> **Data for this exercise**:
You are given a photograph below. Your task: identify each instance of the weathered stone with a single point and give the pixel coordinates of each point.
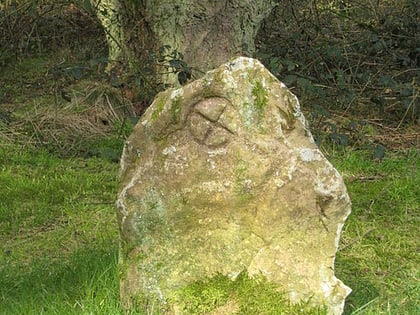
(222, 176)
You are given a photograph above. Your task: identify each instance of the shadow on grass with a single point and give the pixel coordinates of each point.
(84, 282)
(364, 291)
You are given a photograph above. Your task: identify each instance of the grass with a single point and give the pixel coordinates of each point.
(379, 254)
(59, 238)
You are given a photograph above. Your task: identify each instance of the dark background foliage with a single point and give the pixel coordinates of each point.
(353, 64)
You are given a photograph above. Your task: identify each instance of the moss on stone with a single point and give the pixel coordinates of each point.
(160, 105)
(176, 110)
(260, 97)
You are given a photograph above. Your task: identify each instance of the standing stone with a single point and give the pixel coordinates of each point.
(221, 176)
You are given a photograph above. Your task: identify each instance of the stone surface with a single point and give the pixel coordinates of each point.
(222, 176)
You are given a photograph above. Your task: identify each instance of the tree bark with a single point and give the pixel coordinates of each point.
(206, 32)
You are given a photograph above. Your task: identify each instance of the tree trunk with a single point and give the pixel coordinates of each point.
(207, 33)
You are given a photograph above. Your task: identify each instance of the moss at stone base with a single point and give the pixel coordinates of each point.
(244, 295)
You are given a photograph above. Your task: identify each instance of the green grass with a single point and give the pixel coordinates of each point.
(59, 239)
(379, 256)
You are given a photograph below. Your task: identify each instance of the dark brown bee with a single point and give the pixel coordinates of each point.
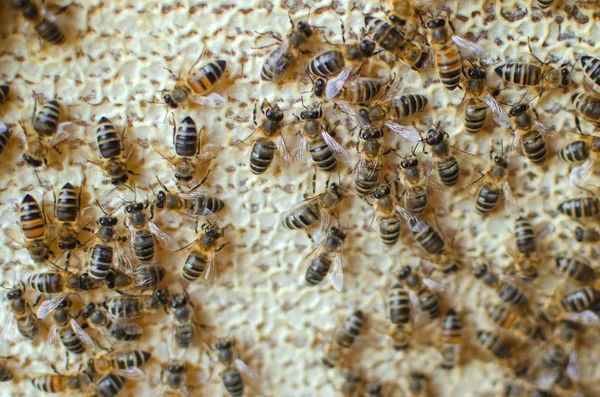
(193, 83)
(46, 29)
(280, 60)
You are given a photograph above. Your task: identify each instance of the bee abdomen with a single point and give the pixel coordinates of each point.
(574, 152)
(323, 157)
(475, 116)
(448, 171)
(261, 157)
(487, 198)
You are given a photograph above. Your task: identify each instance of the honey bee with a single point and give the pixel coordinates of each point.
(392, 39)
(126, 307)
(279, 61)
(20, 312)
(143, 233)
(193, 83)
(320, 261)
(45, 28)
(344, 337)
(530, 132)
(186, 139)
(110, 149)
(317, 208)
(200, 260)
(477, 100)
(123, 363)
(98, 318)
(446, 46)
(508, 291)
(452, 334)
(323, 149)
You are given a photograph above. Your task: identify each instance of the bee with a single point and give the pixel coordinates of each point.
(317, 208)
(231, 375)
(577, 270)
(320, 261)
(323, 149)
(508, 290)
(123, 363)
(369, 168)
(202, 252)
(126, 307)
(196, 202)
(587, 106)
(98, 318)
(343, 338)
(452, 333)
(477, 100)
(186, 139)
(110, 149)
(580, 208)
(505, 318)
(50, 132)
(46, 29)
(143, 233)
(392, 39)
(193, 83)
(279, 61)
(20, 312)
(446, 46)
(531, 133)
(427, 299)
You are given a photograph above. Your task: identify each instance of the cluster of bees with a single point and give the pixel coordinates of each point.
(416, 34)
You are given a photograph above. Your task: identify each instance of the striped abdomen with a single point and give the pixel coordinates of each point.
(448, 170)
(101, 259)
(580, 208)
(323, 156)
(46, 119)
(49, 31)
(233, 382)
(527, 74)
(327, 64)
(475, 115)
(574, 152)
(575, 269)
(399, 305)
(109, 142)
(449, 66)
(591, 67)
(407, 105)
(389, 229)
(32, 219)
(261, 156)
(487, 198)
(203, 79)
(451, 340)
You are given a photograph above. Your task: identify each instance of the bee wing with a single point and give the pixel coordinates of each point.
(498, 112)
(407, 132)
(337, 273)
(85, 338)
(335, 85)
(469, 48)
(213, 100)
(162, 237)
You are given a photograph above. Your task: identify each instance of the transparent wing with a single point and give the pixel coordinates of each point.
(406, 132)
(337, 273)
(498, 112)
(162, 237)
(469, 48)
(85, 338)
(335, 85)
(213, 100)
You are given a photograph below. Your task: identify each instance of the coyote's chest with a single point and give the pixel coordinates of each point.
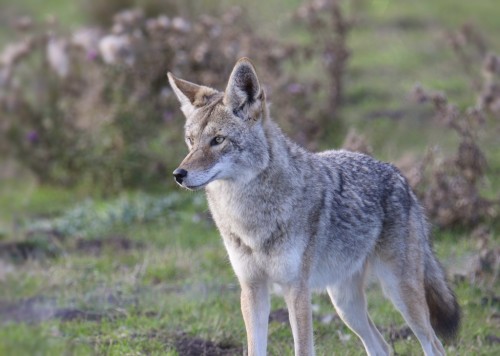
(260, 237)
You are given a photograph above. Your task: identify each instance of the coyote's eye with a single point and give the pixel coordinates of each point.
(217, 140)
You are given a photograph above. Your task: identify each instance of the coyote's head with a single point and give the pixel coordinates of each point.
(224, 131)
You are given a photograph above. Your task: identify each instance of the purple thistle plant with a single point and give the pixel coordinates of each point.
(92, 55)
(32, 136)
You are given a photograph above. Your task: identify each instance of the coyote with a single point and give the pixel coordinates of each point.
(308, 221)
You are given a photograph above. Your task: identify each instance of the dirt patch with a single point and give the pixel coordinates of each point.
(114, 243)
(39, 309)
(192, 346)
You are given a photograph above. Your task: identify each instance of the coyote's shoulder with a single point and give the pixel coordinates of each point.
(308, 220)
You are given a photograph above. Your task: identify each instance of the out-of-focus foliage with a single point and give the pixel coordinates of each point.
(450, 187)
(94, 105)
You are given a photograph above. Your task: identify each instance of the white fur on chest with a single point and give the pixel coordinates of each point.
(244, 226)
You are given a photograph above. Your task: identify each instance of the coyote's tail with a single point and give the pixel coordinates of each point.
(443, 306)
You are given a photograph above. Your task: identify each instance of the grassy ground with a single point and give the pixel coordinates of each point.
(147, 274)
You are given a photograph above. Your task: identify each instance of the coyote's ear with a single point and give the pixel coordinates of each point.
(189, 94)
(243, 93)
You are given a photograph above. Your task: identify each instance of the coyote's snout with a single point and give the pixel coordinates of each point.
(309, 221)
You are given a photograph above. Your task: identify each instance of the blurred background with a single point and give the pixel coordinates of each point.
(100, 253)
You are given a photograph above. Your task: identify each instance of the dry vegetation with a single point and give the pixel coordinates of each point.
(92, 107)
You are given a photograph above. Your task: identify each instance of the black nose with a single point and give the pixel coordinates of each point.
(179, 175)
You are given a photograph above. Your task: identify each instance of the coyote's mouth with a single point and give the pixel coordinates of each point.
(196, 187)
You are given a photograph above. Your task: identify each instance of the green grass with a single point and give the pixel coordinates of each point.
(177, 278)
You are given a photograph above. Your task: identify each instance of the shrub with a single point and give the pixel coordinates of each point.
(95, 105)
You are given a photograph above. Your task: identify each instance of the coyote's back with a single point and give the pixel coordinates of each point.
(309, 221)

> **What you have to do**: Return every item above word for word, leaving out the pictures.

> **Answer to this task**:
You are given a photograph below. Your task: identify each instance of the weathered stone with a single point and give the pixel coordinates of each point.
(222, 176)
You are given a photograph above. Your task: identify each instance of the shadow on grass with a single point and give the pixel coordinates of each point.
(84, 282)
(364, 291)
You are given a photograph above. Your task: identify each instance of the grass with a single point and give the pixel coordinates of each point.
(379, 254)
(59, 238)
You are given a photograph above. Your task: identify each instance of the dark background foliage with a single point and give the pixel coordinates of each point.
(353, 64)
You are given a photograph above. Your task: identify each instance of the moss on stone with a single point and give the pixel coordinates of each point.
(160, 105)
(176, 110)
(260, 97)
You are given a photograph above. Your task: identify each instance of the standing stone with a single point and give the pixel coordinates of each point.
(221, 176)
You are given a photograph above. Your task: identify each instance of the stone surface with a single point and give the pixel coordinates of each point.
(222, 176)
You are given a photograph above. Your task: identify each instance of the tree bark with a single point and give the pixel coordinates of each point.
(206, 32)
You are given a photograph above. Your task: identify each instance of the tree trunk with a single point and give the pixel coordinates of each point.
(207, 33)
You are given a photograph above. Your task: identify each instance of the moss at stone base with a single point and give the pixel coordinates of each point.
(244, 295)
You are given a photograph above. Your task: identify each instance of the green grass with a single point and give the pixel coordinates of each point.
(59, 239)
(379, 256)
You are given a photograph below. Your task: identify each instance of the dark brown bee with a single point and give the pixel coordinates of each point.
(193, 83)
(46, 29)
(280, 60)
You are given a photograph above. Your task: identify each instance of the bee abdomen with a single point and give the pixel coordinates of each point.
(574, 152)
(323, 157)
(475, 116)
(448, 171)
(261, 157)
(487, 198)
You are given a photograph above. Your task: identify each instance of the honey bee with a single point and give the pixel coordinates of each point.
(392, 39)
(126, 307)
(279, 61)
(20, 312)
(143, 233)
(193, 83)
(320, 261)
(45, 28)
(344, 337)
(530, 132)
(186, 139)
(110, 149)
(317, 208)
(200, 260)
(477, 100)
(123, 363)
(98, 318)
(446, 46)
(508, 291)
(452, 334)
(323, 149)
You are given a photograph above. Your task: identify each instance of the bee with a single point and give the pixel coordinates of each point.
(317, 208)
(231, 375)
(577, 270)
(320, 261)
(323, 149)
(508, 290)
(123, 363)
(369, 168)
(202, 252)
(126, 307)
(196, 202)
(587, 106)
(98, 318)
(343, 338)
(452, 333)
(477, 100)
(186, 139)
(110, 149)
(580, 208)
(505, 318)
(50, 132)
(46, 29)
(143, 233)
(392, 39)
(193, 83)
(279, 61)
(20, 312)
(446, 46)
(531, 133)
(427, 299)
You are given a photograph above. Your task: identify each instance of the cluster of bees with a single point and give the pixel coordinates of each point.
(416, 34)
You are given a photograph above. Your task: identify each instance of the striped abdomen with a single point and give the pixel coordinates of each point.
(448, 170)
(101, 259)
(580, 208)
(323, 156)
(46, 119)
(49, 31)
(233, 382)
(527, 74)
(327, 64)
(475, 115)
(574, 152)
(575, 269)
(399, 305)
(109, 142)
(449, 66)
(591, 67)
(407, 105)
(389, 229)
(32, 219)
(261, 156)
(487, 198)
(203, 79)
(451, 340)
You are given a photograph above. Your task: identify each instance of the bee wing with a single point and give the pixel coordinates of each point.
(498, 112)
(407, 132)
(337, 273)
(85, 338)
(335, 85)
(469, 48)
(213, 100)
(162, 237)
You are given a photograph above. Your task: identify each instance of the transparent wing with a single point and give the pixel coordinates of each point.
(406, 132)
(337, 273)
(498, 112)
(162, 237)
(469, 48)
(85, 338)
(335, 85)
(213, 100)
You are given a photograph below. Your task: identify each instance of the coyote's chest with a single point and give the pixel coordinates of each point.
(260, 237)
You are given a photograph above. Your task: identify each instance of the coyote's eye with a single point and give the pixel coordinates of each point.
(217, 140)
You are given a photograph above. Your task: identify each instance of the coyote's head with a single point and give the pixel coordinates of each point.
(224, 131)
You are given a photograph above. Your task: identify each instance of the purple thistle plant with a single point and give the pixel coordinates of each point.
(92, 55)
(32, 136)
You are given a photograph above. Your task: identify each instance of the coyote with a single point and give the pixel coordinates of each point.
(308, 221)
You are given a photograph above. Your task: identify each instance of the dirt patch with a single point and give the pixel coordinates of each point.
(114, 243)
(39, 309)
(192, 346)
You are given a photograph above. Your task: identify each instance of the coyote's shoulder with a single point and give the pixel coordinates of each point.
(308, 220)
You are given a photograph above. Your task: identify each instance of the out-of-focus foliage with a single point and give the pixel coordinates of each point.
(450, 187)
(94, 105)
You are given a photograph above. Your task: identify each instance of the white fur on chest with a single point and give the pixel coordinates of each point.
(244, 226)
You are given a photograph above. Your task: identify each instance of the coyote's tail with a single point and give the pixel coordinates of each point.
(443, 306)
You are given a photograph above. Your task: identify each instance of the grassy ground with a single point and give the pixel coordinates of each point.
(147, 274)
You are given a photograph above. Your task: identify each instance of the coyote's ear with a single point and give the pixel coordinates of each point.
(189, 94)
(243, 93)
You are given a photograph above. Your task: identify each instance of the coyote's snout with a single point and give the pixel coordinates of each point.
(309, 221)
You are given a photograph above. Your task: identify each instance of the blurred background with a single point and give the pixel coordinates of each point.
(100, 253)
You are given a photograph above. Your task: identify each instance of the dry vegetation with a single point and give the pixel coordinates of each point.
(92, 107)
You are given a photograph above. Your task: identify each instance of the black nose with a single point and give the pixel coordinates of each point.
(179, 175)
You are given a photograph above. Your task: identify each instance of the coyote's mouth with a single point and give the pixel coordinates of each point.
(196, 187)
You are given a photograph above. Your task: identify each instance of the green grass with a single point and give the pixel coordinates of each point.
(177, 278)
You are given a photograph above. Your task: identify each instance of the shrub with a single point and give the pixel coordinates of each point.
(95, 105)
You are given a photograph above. Your task: identify each instance of the coyote's back with a single point and give the pixel coordinates of each point.
(309, 221)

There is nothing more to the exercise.